_Text extract_:
____________________

OUSMANE SEMBENE & HIS REVOLUTIONARY IMAGES
By Samba Gadjigo
From the forthcoming book Ousmane Sembene: The Life of a
Revolutionary Artist. Reprinted with permission from California Newsreel and
the author.Samba Gadjigo is
a Professor of French at Mount Holyoke
College and the official biographer
of Ousmane Sembene.
Crossing the geographical and national
borders of his native Senegal, Ousmane Sembene's literary and
cinematographic output places him today as the father of African films and as
one of the most prolific French-speaking African writers. From the
publication of his first poem in Marseilles
in 1956 to Guelwaar (1996), his latest novel, Sembene
has produced five novels, five collections of short stories, and directed four
shorts, nine features and four documentaries. He has granted hundreds of
interviews to teachers, researchers, students and dozens of film and literary
critics from around the world. Scholarly articles on his work have appeared in
scores of international journals. Of Sembene's ten
published literary works, seven have been translated into English, and all of
his films are subtitled in English, French, German, Japanese and Chinese.
Undoubtedly in Africa, more
ostensibly in Burkina Faso
(the African capital of motion pictures), Ousmane Sembene's
name has also captured the popular imagination. Some five years ago, while
attending a festival in Ouagadougou, I discovered a restaurant menu labeled
"Ousmane Sembene," and I smiled at a green-and-black taxi cab self
baptized Le docker noir (1956), the original title of
Sembene's first published novel. In the U.S., in
1996, his literary and film work also inspired Florence Ladd's novel Sarah's
Psalm, which tells the story of Sarah Stewart, a young black Harvard graduate
whose yearning to go to Africa arose from reading and viewing the work of a
character named Ibrahim Mangane,
a Sembene prototype.

____________________

_Excerpts from point annotation data_:
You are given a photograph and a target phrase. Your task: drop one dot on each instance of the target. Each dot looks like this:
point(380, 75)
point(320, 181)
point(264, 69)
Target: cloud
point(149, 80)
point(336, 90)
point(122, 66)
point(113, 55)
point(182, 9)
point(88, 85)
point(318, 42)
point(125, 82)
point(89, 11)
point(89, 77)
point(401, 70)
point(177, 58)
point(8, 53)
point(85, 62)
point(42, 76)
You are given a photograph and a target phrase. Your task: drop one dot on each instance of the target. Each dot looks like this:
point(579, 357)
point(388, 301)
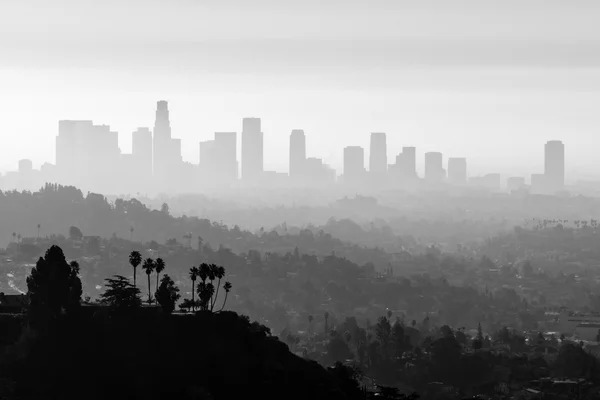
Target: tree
point(53, 287)
point(120, 294)
point(148, 267)
point(135, 259)
point(167, 294)
point(75, 233)
point(194, 273)
point(159, 266)
point(227, 288)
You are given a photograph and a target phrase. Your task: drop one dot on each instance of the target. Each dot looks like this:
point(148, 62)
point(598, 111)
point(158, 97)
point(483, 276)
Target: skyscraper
point(141, 148)
point(457, 171)
point(297, 154)
point(378, 153)
point(354, 164)
point(252, 149)
point(225, 162)
point(554, 165)
point(434, 171)
point(167, 151)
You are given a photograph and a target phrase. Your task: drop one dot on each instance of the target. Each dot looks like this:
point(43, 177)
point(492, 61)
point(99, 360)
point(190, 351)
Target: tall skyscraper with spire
point(167, 151)
point(252, 150)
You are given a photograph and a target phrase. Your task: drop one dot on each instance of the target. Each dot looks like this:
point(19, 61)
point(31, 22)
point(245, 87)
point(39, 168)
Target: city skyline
point(451, 78)
point(89, 154)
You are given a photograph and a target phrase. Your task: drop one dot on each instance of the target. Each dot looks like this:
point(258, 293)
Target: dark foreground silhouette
point(119, 349)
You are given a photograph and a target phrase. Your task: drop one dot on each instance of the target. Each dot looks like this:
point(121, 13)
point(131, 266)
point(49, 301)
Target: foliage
point(167, 294)
point(120, 294)
point(53, 286)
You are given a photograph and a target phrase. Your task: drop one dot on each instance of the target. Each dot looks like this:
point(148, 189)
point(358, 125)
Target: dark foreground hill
point(150, 355)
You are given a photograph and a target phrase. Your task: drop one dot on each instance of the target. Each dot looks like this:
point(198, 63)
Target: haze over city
point(481, 80)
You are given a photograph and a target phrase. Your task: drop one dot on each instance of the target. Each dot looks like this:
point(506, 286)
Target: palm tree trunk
point(193, 297)
point(216, 295)
point(224, 301)
point(148, 288)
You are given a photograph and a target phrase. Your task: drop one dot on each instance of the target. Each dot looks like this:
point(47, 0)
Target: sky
point(488, 80)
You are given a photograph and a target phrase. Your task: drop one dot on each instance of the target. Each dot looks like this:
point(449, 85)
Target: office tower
point(409, 162)
point(457, 171)
point(297, 154)
point(354, 164)
point(167, 151)
point(539, 184)
point(515, 183)
point(554, 165)
point(252, 149)
point(87, 155)
point(434, 171)
point(141, 149)
point(225, 147)
point(378, 153)
point(25, 166)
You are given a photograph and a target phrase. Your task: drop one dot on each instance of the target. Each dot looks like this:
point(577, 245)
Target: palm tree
point(219, 274)
point(194, 271)
point(159, 266)
point(149, 268)
point(227, 288)
point(135, 259)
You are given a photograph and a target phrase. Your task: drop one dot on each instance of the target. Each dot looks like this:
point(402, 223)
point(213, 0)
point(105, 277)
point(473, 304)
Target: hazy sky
point(488, 80)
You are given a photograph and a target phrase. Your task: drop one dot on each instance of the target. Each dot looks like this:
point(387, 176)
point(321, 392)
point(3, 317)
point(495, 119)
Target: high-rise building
point(515, 183)
point(457, 171)
point(434, 171)
point(297, 155)
point(225, 162)
point(252, 149)
point(167, 151)
point(141, 149)
point(554, 165)
point(378, 153)
point(87, 155)
point(354, 164)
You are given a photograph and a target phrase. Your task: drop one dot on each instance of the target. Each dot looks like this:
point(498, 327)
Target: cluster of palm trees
point(206, 289)
point(149, 266)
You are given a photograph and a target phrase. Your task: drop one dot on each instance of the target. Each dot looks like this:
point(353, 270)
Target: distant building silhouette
point(225, 156)
point(354, 164)
point(378, 153)
point(457, 171)
point(297, 155)
point(167, 151)
point(87, 155)
point(515, 183)
point(434, 170)
point(554, 165)
point(252, 150)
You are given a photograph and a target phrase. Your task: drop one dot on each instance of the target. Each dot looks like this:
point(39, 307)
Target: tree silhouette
point(159, 266)
point(167, 294)
point(219, 273)
point(53, 287)
point(194, 273)
point(148, 267)
point(227, 288)
point(135, 259)
point(120, 294)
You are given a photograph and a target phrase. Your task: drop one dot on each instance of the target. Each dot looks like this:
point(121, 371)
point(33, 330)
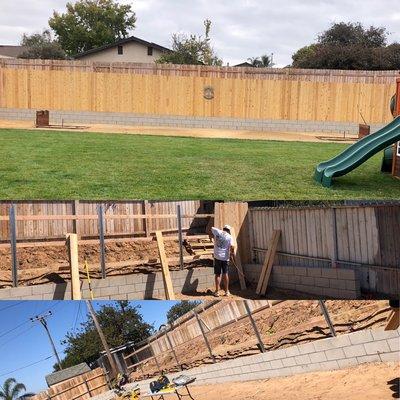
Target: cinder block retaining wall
point(89, 117)
point(321, 355)
point(130, 287)
point(325, 282)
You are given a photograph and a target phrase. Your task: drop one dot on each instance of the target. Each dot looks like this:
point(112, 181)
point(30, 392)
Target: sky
point(240, 28)
point(23, 343)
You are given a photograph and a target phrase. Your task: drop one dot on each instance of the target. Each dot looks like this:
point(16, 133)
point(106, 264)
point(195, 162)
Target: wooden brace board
point(268, 262)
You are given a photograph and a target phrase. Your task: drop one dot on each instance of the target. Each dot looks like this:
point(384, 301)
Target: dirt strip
point(193, 132)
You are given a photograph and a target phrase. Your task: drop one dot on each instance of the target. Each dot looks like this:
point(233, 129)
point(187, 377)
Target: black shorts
point(220, 267)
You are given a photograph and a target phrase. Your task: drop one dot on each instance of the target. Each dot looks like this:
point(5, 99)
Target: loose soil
point(375, 381)
point(283, 325)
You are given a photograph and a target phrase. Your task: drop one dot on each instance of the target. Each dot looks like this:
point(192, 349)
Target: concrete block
point(302, 359)
point(318, 357)
point(322, 282)
point(347, 362)
point(394, 344)
point(314, 272)
point(368, 359)
point(289, 361)
point(328, 365)
point(334, 354)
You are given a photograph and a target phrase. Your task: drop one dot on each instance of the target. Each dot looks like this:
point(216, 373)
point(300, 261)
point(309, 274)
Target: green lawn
point(38, 164)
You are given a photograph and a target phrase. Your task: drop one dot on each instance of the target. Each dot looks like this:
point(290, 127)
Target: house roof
point(244, 64)
point(10, 51)
point(67, 373)
point(123, 41)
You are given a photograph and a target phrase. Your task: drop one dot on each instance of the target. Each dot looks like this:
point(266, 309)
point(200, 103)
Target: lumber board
point(238, 261)
point(268, 262)
point(393, 321)
point(72, 246)
point(168, 287)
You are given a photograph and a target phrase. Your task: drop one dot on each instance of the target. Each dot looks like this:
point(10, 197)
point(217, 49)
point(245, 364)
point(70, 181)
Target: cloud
point(240, 28)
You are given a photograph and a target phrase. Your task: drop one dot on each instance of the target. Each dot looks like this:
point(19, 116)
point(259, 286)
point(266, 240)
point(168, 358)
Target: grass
point(38, 164)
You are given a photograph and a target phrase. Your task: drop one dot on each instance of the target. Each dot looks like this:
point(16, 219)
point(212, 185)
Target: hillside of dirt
point(39, 265)
point(285, 324)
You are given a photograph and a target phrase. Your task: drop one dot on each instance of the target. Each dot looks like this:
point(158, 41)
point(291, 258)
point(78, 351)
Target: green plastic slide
point(357, 153)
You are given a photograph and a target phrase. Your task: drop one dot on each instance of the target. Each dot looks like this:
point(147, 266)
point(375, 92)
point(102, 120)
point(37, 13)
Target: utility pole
point(42, 320)
point(114, 369)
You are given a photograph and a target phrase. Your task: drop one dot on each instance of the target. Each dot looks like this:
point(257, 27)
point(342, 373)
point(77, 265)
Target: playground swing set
point(386, 139)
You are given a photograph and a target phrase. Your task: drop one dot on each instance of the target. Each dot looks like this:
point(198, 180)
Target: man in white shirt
point(223, 248)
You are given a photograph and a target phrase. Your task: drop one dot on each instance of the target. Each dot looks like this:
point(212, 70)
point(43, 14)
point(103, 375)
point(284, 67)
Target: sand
point(194, 132)
point(375, 381)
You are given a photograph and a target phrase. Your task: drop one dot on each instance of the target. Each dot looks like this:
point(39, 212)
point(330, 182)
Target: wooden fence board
point(253, 96)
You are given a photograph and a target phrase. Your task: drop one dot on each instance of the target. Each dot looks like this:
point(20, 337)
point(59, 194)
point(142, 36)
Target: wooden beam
point(72, 246)
point(168, 287)
point(238, 261)
point(268, 262)
point(393, 320)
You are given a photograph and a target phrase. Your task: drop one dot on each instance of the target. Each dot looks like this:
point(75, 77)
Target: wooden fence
point(361, 237)
point(271, 94)
point(81, 387)
point(38, 220)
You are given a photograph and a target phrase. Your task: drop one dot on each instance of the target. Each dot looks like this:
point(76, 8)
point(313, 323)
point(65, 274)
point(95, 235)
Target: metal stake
point(327, 317)
point(204, 336)
point(179, 216)
point(102, 244)
point(13, 242)
point(256, 331)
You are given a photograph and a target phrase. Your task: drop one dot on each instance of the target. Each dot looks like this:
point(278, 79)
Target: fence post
point(256, 331)
point(204, 336)
point(13, 242)
point(328, 320)
point(334, 239)
point(145, 220)
point(173, 351)
point(179, 217)
point(102, 244)
point(72, 247)
point(75, 222)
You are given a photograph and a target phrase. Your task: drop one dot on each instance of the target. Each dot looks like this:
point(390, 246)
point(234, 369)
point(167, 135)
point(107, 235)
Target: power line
point(27, 366)
point(13, 305)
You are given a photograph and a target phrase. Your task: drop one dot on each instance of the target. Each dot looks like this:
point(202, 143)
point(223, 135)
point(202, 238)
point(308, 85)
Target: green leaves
point(88, 24)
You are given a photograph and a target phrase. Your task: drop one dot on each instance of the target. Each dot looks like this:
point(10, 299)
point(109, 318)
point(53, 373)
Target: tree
point(192, 50)
point(121, 323)
point(11, 390)
point(181, 308)
point(92, 23)
point(350, 46)
point(41, 45)
point(261, 62)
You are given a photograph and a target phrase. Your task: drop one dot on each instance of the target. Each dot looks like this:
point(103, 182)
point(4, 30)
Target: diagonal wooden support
point(238, 261)
point(168, 287)
point(393, 320)
point(72, 246)
point(268, 262)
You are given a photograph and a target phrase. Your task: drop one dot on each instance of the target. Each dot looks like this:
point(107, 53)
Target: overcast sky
point(241, 28)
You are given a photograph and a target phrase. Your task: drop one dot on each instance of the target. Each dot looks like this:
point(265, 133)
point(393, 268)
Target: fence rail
point(53, 219)
point(83, 386)
point(282, 94)
point(312, 75)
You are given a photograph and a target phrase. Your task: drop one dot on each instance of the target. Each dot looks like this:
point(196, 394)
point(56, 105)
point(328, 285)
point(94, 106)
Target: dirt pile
point(288, 323)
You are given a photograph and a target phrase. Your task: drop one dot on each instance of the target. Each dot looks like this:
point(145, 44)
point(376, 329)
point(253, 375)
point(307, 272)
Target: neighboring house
point(131, 49)
point(245, 64)
point(7, 51)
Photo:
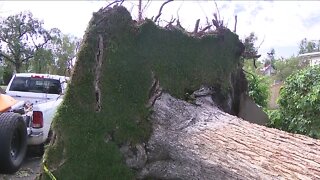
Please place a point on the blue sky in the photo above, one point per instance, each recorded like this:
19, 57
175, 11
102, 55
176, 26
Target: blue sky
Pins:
279, 24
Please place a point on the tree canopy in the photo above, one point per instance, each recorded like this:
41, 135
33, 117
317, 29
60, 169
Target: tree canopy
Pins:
29, 47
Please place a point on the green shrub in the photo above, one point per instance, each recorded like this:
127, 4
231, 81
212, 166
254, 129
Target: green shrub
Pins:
258, 89
299, 104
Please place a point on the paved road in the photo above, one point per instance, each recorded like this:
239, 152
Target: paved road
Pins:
28, 171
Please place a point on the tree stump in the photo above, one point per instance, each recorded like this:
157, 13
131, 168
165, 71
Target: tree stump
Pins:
199, 141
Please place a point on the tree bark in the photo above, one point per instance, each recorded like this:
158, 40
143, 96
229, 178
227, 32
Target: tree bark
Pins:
199, 141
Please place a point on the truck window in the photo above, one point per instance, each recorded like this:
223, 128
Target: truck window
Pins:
36, 85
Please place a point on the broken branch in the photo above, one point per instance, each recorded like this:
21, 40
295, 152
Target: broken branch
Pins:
204, 29
160, 10
196, 26
235, 23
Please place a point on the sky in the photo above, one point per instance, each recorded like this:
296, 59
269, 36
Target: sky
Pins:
277, 24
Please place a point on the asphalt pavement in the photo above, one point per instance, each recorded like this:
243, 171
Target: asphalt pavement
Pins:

____________________

_Given request A_: In the Sembene profile, what was the original title of Sembene's first published novel?
_Given request B_: From the Sembene profile, extract the passage from "Undoubtedly in Africa, more" to "a Sembene prototype.".

_Exercise response A_: Le docker noir (1956)

_Exercise response B_:
Undoubtedly in Africa, more
ostensibly in Burkina Faso
(the African capital of motion pictures), Ousmane Sembene's
name has also captured the popular imagination. Some five years ago, while
attending a festival in Ouagadougou, I discovered a restaurant menu labeled
"Ousmane Sembene," and I smiled at a green-and-black taxi cab self
baptized Le docker noir (1956), the original title of
Sembene's first published novel. In the U.S., in
1996, his literary and film work also inspired Florence Ladd's novel Sarah's
Psalm, which tells the story of Sarah Stewart, a young black Harvard graduate
whose yearning to go to Africa arose from reading and viewing the work of a
character named Ibrahim Mangane,
a Sembene prototype.